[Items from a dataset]

Content starts

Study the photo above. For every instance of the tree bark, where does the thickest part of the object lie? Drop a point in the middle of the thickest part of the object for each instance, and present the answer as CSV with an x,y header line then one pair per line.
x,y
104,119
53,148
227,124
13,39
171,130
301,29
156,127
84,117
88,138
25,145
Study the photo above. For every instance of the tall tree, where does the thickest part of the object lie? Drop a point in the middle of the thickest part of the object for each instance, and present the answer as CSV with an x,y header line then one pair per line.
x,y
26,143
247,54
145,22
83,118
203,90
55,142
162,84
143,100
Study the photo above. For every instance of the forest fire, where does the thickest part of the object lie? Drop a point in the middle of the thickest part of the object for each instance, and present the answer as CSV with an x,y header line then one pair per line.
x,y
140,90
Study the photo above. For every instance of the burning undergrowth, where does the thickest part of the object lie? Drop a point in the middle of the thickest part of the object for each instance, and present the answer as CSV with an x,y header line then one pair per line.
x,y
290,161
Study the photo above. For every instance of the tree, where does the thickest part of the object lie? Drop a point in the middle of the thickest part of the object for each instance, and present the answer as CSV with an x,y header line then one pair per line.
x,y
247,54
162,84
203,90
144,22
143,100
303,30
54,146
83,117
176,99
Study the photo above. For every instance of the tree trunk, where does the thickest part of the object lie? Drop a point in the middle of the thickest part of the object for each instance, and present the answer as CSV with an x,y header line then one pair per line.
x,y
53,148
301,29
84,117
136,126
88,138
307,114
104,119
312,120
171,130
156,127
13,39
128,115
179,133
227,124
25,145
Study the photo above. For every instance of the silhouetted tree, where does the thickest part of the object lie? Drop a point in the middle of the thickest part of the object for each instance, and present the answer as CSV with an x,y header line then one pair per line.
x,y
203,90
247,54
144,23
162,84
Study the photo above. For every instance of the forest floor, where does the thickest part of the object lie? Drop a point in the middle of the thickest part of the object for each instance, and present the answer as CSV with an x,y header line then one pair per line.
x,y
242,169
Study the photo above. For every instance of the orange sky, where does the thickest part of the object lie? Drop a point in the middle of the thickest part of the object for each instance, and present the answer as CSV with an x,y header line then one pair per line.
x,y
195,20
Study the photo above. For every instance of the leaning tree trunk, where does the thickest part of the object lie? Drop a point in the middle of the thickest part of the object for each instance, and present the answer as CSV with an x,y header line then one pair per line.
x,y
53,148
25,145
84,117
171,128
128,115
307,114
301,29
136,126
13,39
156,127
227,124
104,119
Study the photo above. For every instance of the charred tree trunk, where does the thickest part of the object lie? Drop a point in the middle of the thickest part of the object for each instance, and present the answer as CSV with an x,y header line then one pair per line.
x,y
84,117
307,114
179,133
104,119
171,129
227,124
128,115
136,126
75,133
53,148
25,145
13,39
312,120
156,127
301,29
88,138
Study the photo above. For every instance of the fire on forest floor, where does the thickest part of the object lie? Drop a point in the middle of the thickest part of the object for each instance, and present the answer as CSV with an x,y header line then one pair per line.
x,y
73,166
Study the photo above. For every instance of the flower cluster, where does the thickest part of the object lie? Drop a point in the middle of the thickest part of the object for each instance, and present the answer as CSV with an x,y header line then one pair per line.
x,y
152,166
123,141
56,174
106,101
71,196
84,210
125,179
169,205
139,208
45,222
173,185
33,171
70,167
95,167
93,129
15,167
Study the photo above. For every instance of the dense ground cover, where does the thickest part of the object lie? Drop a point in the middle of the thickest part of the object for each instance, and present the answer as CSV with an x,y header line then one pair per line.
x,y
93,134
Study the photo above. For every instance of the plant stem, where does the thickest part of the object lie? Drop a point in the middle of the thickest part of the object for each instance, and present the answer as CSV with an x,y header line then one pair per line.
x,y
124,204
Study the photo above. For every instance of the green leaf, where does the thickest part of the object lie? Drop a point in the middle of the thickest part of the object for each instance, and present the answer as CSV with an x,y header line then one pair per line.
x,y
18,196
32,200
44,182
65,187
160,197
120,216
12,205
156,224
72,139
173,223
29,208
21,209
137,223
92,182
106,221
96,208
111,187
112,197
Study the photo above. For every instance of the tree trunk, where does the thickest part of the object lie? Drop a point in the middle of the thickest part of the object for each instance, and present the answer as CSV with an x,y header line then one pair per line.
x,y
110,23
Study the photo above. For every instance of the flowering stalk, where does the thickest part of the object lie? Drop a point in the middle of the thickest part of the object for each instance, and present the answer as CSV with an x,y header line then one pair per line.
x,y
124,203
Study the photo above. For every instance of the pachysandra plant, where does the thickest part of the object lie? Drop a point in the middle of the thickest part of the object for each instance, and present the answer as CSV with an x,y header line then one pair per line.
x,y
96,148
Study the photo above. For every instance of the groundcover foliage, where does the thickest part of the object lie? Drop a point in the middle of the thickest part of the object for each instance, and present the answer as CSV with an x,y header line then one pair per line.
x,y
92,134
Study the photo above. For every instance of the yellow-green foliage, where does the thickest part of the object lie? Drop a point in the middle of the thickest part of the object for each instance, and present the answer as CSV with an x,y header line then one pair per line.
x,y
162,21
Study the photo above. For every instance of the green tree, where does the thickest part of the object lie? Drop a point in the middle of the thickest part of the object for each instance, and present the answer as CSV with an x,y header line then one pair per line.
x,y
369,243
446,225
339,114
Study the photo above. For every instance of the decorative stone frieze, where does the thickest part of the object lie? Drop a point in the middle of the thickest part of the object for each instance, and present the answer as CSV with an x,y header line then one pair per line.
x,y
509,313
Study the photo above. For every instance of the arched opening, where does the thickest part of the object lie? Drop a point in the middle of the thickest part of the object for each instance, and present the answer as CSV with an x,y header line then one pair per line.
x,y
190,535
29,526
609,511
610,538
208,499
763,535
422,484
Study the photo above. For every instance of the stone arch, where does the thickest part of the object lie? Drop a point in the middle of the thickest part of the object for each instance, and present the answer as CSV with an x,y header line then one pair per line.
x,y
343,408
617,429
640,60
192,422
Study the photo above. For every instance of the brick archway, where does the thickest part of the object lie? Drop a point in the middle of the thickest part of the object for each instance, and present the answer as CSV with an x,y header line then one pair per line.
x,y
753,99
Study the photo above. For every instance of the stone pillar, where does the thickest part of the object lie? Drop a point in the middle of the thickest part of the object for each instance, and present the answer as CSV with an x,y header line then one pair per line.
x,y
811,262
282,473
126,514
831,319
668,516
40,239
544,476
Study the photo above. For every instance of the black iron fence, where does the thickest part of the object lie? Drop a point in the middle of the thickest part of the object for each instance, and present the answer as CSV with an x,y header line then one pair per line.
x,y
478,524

Content ends

In your reply, restate every entry exactly.

EXPECTED ANSWER -
Study the photo above. For every instance of the tree bark, where does the thickest part of the object lie? Drop a point in the middle of the thickest part of the object for each instance, and present the answer as CSV with an x,y header line then one pair per line.
x,y
104,119
53,148
227,124
13,39
171,130
301,29
156,127
84,117
88,138
25,145
Study the photo above. For every instance of the tall tree, where does the thickest part of the object lie? Drop a point in the middle of the thickest part of the object for each instance, and present the answer as CSV with an x,y header line then one pair per line.
x,y
26,143
247,54
145,22
83,118
203,90
55,142
162,84
143,100
Study the photo above. For every instance of the forest fire, where does the thickest part of the object lie? Drop a point in the middle of the thickest part of the object for each instance, and present the answer as CSV with an x,y header line then one pair per line.
x,y
140,90
Study the photo above. For every instance of the burning undergrowth, where does the thickest part of the object lie? Drop a point in the middle of the thickest part of the object for each instance, and present the answer as CSV with an x,y header line then one pair per line.
x,y
290,161
Study the photo above. For every instance of the tree, where does the thickest part of the object lie? Drop a point in the middle of the thickest part of the object for each instance, and present the answer as CSV with an x,y header line then one pair per line.
x,y
247,54
162,84
203,90
144,22
143,100
303,30
54,146
83,117
176,99
Study the photo above. For every instance of the tree trunk, where does the thickest part of the object lie? Drop a point in the middle of the thickest part of the object for each instance, and present the answer as CSV with an x,y header line then one pair per line.
x,y
53,148
301,29
84,117
136,126
88,138
307,114
104,119
312,120
171,130
156,127
13,39
128,115
179,133
227,124
25,145
Study the photo above. For every instance of the silhouetted tree, where does the thickest part of the object lie? Drop a point in the middle of the thickest part of the object for each instance, and present the answer as CSV with an x,y header line then one pair per line.
x,y
203,90
247,54
144,23
162,84
Study the photo above. For every instance of the forest floor, where does the thickest part of the object lie? Drop a point in the middle of the thickest part of the object for each instance, and present the answer as CSV with an x,y header line then one pair per line.
x,y
242,169
Study the photo above. For every instance of the orange sky, where does the thickest part of the object lie? Drop a point in the middle of the thickest part of the object for each instance, and present the answer as CSV with an x,y header line then one pair per line.
x,y
195,20
Study the photo above. For every instance of the leaning tree trunk, where does the thickest part of the object lie? Drop a point in the middle of the thickest part of the object for each instance, and present the answer as CSV with an x,y header line then one pair per line.
x,y
53,148
25,145
84,117
171,128
128,115
307,114
301,29
136,126
13,39
156,127
227,124
104,119
Study the photo above. For every instance of the charred tree trunk, where does the thickest part of the object lie? Drop a point in the middle of the thickest part of the object for each instance, and present the answer as CSV with an x,y header line then one pair per line.
x,y
84,117
307,114
179,133
104,119
171,129
227,124
128,115
136,126
75,133
53,148
25,145
13,39
312,120
156,127
301,29
88,138
Study the photo above. For every instance of the fire on forest floor, where does the thickest part of the object lie? Drop a point in the middle of the thickest part of the object for each instance, and present the answer as CSV with an x,y header line then one pair per line.
x,y
73,166
Study the photo above. For every instance of the flower cluster, where does the thickest part of the object lie? Drop a point in the middle of the thickest part of the object for each instance, and present the answer as CSV with an x,y header line then one pair per line.
x,y
152,166
123,141
56,174
106,101
71,196
84,210
125,179
169,205
139,208
45,222
173,185
33,171
70,167
95,167
93,129
15,167
Study the photo above. For every instance of the dense ground cover, where does the thickest part of the object lie? Drop a point in the middle of the thickest part of the object for each instance, and present the answer as CSV with an x,y header line then one pair per line.
x,y
93,134
Study the photo above. For every instance of the plant stem, where does the thickest part of the object lie? Drop a point in the middle of the thickest part of the object for each instance, and present the answer as CSV with an x,y header line then one pair per line.
x,y
124,204
Study the photo above. For every instance of the green leaf, where does the thickest part of the object lie? Drop a point in the middle of the thickest part of the object for each instance, and present the answer as CSV with an x,y header line then one pair per line.
x,y
18,196
32,200
44,182
65,187
160,197
120,216
12,205
156,224
72,139
173,223
29,208
21,209
137,223
92,182
106,221
96,208
111,187
112,197
Study the photo above. For every instance of the tree trunk, where does the thickest part of the object lie? Drop a point in the middle of the thickest part of the object for each instance, and present the answer as CSV with an x,y header line then one pair per line.
x,y
110,23
Study the photo above. For every instance of the flowering stalk, where does the thickest part of the object lie? Drop a point in the middle of the thickest part of the object for each instance, and present the answer as CSV with an x,y header line then one pair per line.
x,y
124,203
Study the photo above. For every instance of the pachysandra plant, where does the thickest part of the object lie? Drop a point in the middle of the thickest part of the object for each instance, and present the answer as CSV with an x,y header line then one pair per line.
x,y
96,148
Study the photo above. For every instance of the groundcover foliage, where does the thickest part of the object lie? Drop a point in the middle of the thickest part of the object for each instance, and present the answer as CSV with an x,y header line then one pair per line.
x,y
92,134
Study the photo above. For every instance of the yellow-green foliage, where does the thickest part of the object lie? Drop a point in the middle of the thickest part of the object for each instance, and present the answer as CSV with an x,y header line then one pair per line.
x,y
162,21
Study the photo above. For every instance of the green tree, where does the thickest part of the object lie? Drop a point in the middle of the thickest part of the object for each instance, and present the answer as CSV with an x,y header line then one pair per line.
x,y
369,243
446,225
339,114
Study the photo above. For every instance of the decorative stone frieze, where does the thickest part of the object lie? Drop a point in the middle of the thickest part of the object for each instance, and present the answer as CSV with an x,y header line then one pair per line.
x,y
509,313
Study the photo above. For every instance of the arched opening, where does the thickest part of the object lie? Drop a point in the middle of the thickest part of the object for each instance, and present the answer as CSV with an x,y header line then one pair per line.
x,y
190,535
29,526
609,511
610,538
208,499
763,535
422,484
Study the photo above. For every instance of the stone arch, where does the thickest part of the object lie? Drop a point in the middle of the thickest part of the object for each instance, and present the answer as CSV with an x,y header line then one pair per line.
x,y
343,408
617,429
640,60
192,422
Study the photo above. For every instance of the brick archway, where does the thickest part of the object lie? Drop a point in the middle of the thickest part of the object for each instance, and present the answer as CSV with an x,y header line then one pair per line.
x,y
753,99
Study the photo above. For every instance of the stone pillar, where does the thickest part of the object lie? Drop a point in the middle of the thickest part of the object for each instance, and present the answer as CSV with an x,y header line then one pair per line.
x,y
811,262
282,473
126,514
831,319
668,516
40,239
544,476
Study the photo above. For every instance of the black iron fence, where does the thickest part of the object lie? Drop a point in the middle of the thickest part of the object for each instance, and present the answer as CSV with an x,y header line then one pair per line.
x,y
478,524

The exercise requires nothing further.